● TRAVAIL À FAIRE
A. Pouvez-vous reproduire intégralement l'extrait du journal d'expédition, sans y changer un seul mot ?
B. Quelles lignes des enregistrements contiennent le mot "ball" ? Recopiez chacune d'elles.

● TEXTE DU DOCUMENT

==*==

Mercredi, 24 janvier. — La situation s’aggrave. Déjà très frais au départ, le vent devient plus tard un véritable blizzard ; par suite, force nous est de camper. Nous ne sommes plus qu’à 11 kilom. 2 du dépôt ; j’étais persuadé que nous l’atteindrions ce soir. C’est la seconde grande tempête depuis notre départ du Pôle. Que Dieu nous vienne en aide, sur ce redoutable plateau, avec des approvisionnements aussi réduits !

Jeudi, 25 janvier. — Dieu soit loué ! nous avons trouvé le dépôt du Demi-degré. Restés couchés toute l’après-midi d’hier et toute la nuit. Le vent souffle toujours aussi violent. Halons le traîneau sans le secours de la voile. À 2 h. 30, à notre grande joie, nous apercevons le pavillon rouge du dépôt. Nous quittons cette cache avec neuf jours et demi de vivres. 161 kilom. 6 jusqu’au prochain dépôt.

Toutes les misères qui nous assaillent me font vivement désirer d’arriver à la fin du plateau : Oates a toujours très froid à un pied ; les doigts et le nez d’Evans sont en mauvais état ; et ce soir, Wilson souffre d’une douloureuse ophtalmie. Seuls Bowers et moi n’avons jusqu’à présent éprouvé aucun malaise. Les blizzards sont nos grands ennemis ; non seulement ils nous obligent à nous arrêter, mais encore l’humidité qu’ils apportent nous éprouve beaucoup.

Vendredi, 26 janvier. — Nos anciennes traces restent visibles. Aisément nous arrivons à notre ancien campement du blizzard du 7 janvier ; distance parcourue : 11 kilom. 2. Au delà, les traces sont complètement effacées. Après les avoir cherchées quelque temps, nous marchons, puis déjeunons. Sur ces entrefaites, le ciel se dégage peu à peu, quoique le vent persiste. Devant nous se trouvent deux cairns séparés par un intervalle de 6 kilomètres, nous ne sommes donc guère inquiets.

==*==

● DONNÉES FOURNIES
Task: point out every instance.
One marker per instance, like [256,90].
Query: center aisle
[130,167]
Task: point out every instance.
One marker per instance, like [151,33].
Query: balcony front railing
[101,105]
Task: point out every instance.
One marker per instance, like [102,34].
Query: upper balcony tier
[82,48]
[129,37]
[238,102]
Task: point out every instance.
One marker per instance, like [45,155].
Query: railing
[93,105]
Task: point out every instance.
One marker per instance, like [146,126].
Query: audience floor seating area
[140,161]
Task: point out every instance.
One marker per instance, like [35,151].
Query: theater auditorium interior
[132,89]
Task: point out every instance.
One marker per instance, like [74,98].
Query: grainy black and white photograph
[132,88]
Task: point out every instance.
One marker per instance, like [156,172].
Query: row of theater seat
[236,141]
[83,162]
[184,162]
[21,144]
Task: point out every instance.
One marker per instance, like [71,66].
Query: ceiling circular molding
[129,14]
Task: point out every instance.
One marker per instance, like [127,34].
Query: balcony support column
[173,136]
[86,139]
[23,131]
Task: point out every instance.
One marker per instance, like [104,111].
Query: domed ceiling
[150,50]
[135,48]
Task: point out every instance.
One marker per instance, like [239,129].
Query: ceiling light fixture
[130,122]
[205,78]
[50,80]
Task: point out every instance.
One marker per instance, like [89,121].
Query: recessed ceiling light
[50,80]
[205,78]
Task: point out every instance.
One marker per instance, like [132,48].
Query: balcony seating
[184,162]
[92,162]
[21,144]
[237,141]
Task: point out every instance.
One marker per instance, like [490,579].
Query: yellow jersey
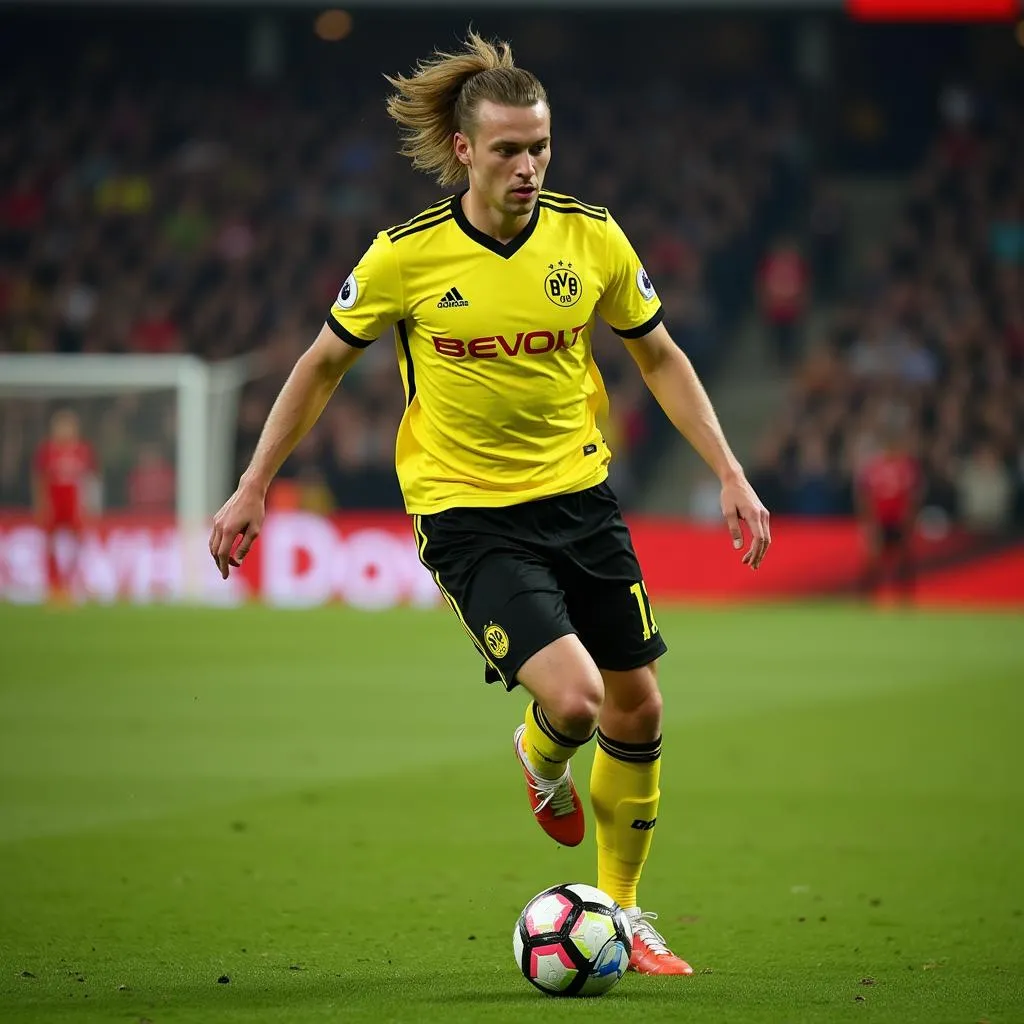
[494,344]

==*==

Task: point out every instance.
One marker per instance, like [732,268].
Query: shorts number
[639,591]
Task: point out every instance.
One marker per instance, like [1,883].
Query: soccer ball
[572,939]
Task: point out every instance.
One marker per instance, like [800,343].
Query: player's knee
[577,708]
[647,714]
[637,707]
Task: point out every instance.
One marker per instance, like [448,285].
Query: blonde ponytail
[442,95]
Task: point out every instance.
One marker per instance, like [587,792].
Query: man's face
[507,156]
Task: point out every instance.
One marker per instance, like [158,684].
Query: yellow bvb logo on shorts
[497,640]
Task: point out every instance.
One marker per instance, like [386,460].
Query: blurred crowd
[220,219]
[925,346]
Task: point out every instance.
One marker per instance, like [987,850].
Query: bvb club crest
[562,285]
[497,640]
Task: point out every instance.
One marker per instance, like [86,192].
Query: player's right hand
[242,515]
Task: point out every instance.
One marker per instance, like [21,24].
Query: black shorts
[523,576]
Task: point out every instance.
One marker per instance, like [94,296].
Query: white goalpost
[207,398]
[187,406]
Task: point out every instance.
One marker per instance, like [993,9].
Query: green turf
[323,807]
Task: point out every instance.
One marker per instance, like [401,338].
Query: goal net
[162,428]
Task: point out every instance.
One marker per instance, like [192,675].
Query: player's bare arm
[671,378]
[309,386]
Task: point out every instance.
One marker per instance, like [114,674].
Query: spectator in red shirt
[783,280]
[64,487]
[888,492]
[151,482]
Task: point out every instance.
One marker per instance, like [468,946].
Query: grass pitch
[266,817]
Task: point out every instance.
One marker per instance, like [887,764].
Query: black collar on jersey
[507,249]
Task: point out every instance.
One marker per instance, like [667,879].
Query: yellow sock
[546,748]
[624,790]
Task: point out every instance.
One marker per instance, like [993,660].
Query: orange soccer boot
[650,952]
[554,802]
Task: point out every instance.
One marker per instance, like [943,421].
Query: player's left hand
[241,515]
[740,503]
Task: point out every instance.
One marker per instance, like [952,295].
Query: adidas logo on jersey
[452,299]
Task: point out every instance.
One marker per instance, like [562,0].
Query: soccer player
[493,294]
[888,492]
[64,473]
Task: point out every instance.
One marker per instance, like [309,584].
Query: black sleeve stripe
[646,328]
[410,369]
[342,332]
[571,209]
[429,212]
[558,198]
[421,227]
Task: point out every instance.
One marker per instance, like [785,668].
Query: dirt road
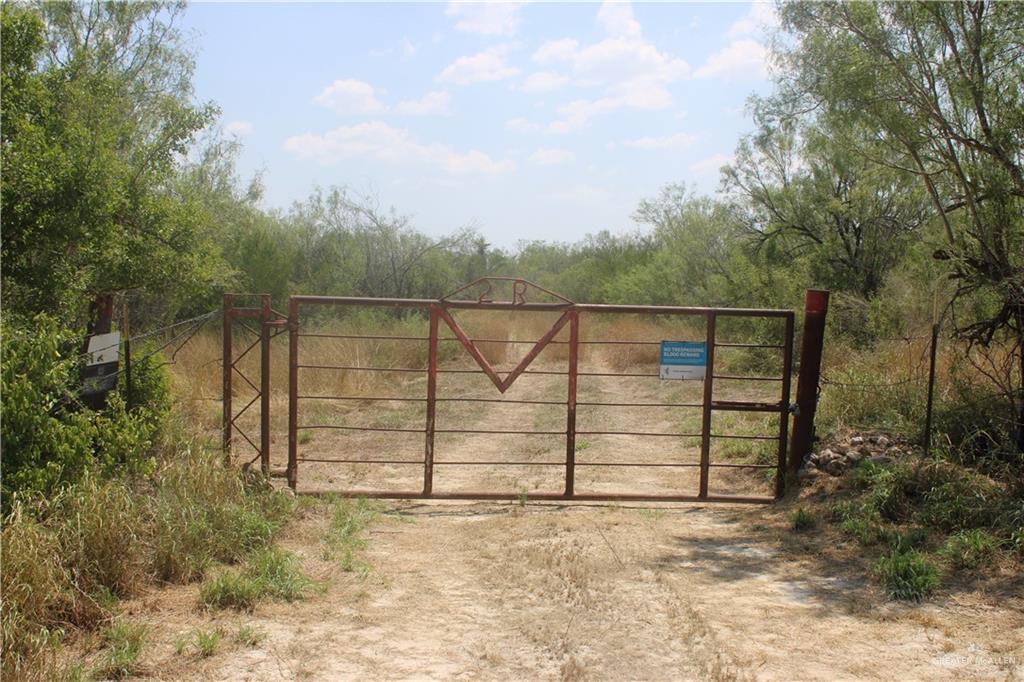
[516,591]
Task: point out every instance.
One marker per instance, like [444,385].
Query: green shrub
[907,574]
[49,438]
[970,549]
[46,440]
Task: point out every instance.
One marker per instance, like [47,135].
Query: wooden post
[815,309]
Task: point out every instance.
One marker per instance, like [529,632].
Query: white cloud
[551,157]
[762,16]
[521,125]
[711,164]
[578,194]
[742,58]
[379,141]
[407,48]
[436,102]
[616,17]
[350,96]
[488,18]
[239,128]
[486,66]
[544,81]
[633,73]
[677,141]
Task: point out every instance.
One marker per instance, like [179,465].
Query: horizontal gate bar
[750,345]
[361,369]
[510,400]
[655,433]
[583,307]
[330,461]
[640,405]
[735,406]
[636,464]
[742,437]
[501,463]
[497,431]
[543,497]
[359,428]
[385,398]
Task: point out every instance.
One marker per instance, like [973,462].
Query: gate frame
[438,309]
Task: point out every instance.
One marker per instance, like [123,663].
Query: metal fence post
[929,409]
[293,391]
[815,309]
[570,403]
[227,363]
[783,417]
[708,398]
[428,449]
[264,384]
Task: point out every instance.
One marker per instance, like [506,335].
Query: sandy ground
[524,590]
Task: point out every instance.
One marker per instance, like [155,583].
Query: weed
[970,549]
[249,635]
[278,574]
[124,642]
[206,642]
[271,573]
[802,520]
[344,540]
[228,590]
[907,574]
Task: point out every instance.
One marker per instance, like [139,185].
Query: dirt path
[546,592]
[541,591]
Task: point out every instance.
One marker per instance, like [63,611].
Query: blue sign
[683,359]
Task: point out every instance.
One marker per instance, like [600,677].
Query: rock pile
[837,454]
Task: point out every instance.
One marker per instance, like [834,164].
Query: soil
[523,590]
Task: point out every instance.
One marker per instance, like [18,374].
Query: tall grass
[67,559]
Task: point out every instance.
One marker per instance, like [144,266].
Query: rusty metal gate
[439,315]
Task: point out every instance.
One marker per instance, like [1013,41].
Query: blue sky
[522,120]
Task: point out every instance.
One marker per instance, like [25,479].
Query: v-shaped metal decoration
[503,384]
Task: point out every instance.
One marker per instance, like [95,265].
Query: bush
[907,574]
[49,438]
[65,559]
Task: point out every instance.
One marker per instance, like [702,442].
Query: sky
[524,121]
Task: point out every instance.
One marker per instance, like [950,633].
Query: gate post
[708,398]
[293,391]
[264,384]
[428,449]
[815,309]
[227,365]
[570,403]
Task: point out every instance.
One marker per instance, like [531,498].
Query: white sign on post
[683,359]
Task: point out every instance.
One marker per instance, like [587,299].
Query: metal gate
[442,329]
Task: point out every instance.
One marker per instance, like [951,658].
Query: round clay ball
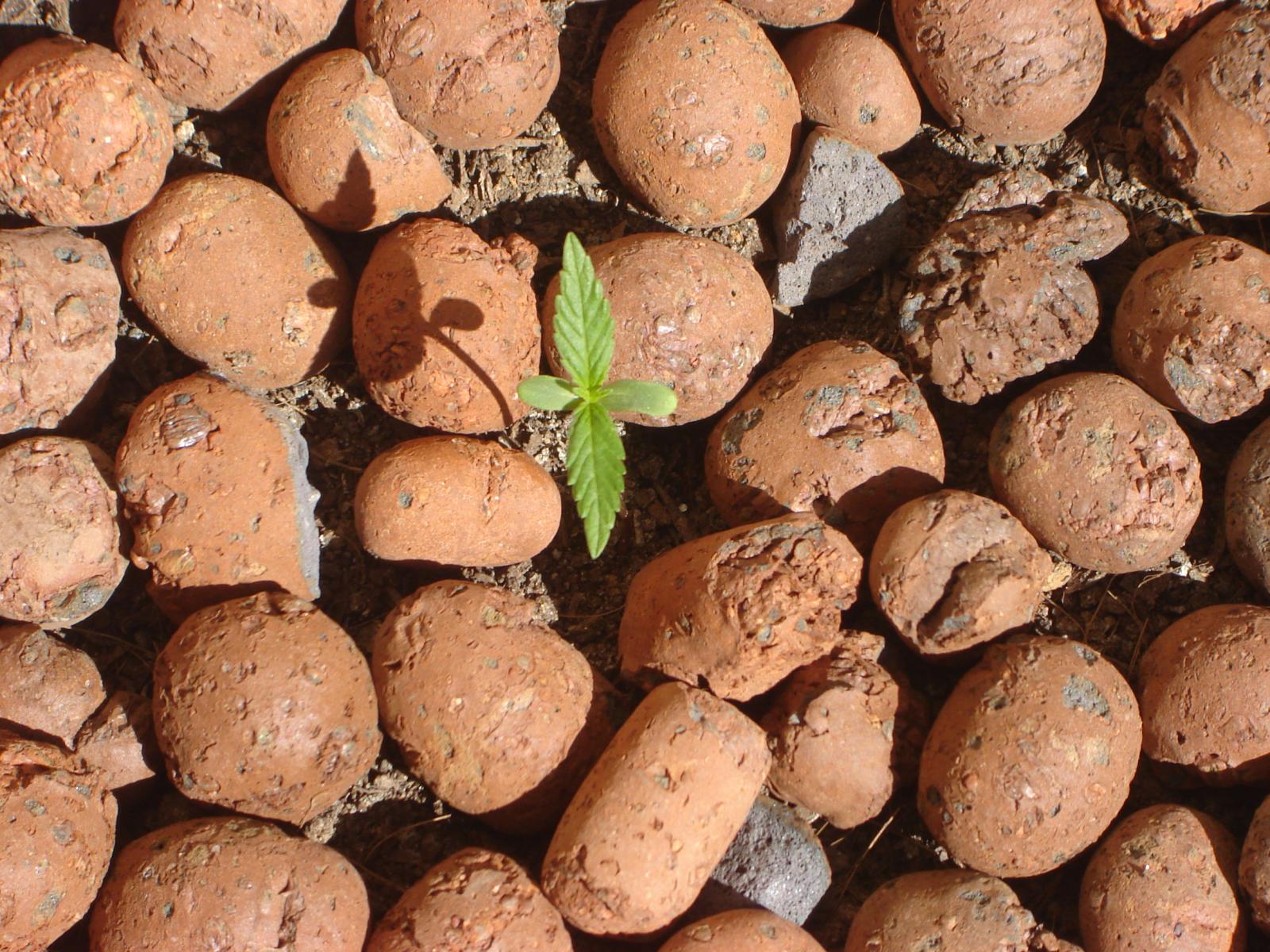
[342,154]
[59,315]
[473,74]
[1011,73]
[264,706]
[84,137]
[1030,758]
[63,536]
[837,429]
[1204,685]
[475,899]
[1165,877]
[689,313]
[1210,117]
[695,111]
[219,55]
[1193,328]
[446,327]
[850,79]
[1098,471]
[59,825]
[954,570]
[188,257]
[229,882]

==*==

● SOLUTIONS
A.
Mercredi, 24 janvier. — La situation s’aggrave. Déjà très frais au départ, le vent devient plus tard un véritable blizzard ; par suite, force nous est de camper. Nous ne sommes plus qu’à 11 kilom. 2 du dépôt ; j’étais persuadé que nous l’atteindrions ce soir. C’est la seconde grande tempête depuis notre départ du Pôle. Que Dieu nous vienne en aide, sur ce redoutable plateau, avec des approvisionnements aussi réduits !

Jeudi, 25 janvier. — Dieu soit loué ! nous avons trouvé le dépôt du Demi-degré. Restés couchés toute l’après-midi d’hier et toute la nuit. Le vent souffle toujours aussi violent. Halons le traîneau sans le secours de la voile. À 2 h. 30, à notre grande joie, nous apercevons le pavillon rouge du dépôt. Nous quittons cette cache avec neuf jours et demi de vivres. 161 kilom. 6 jusqu’au prochain dépôt.

Toutes les misères qui nous assaillent me font vivement désirer d’arriver à la fin du plateau : Oates a toujours très froid à un pied ; les doigts et le nez d’Evans sont en mauvais état ; et ce soir, Wilson souffre d’une douloureuse ophtalmie. Seuls Bowers et moi n’avons jusqu’à présent éprouvé aucun malaise. Les blizzards sont nos grands ennemis ; non seulement ils nous obligent à nous arrêter, mais encore l’humidité qu’ils apportent nous éprouve beaucoup.

Vendredi, 26 janvier. — Nos anciennes traces restent visibles. Aisément nous arrivons à notre ancien campement du blizzard du 7 janvier ; distance parcourue : 11 kilom. 2. Au delà, les traces sont complètement effacées. Après les avoir cherchées quelque temps, nous marchons, puis déjeunons. Sur ces entrefaites, le ciel se dégage peu à peu, quoique le vent persiste. Devant nous se trouvent deux cairns séparés par un intervalle de 6 kilomètres, nous ne sommes donc guère inquiets.

B.
Query: soccer ball
Query: round clay ball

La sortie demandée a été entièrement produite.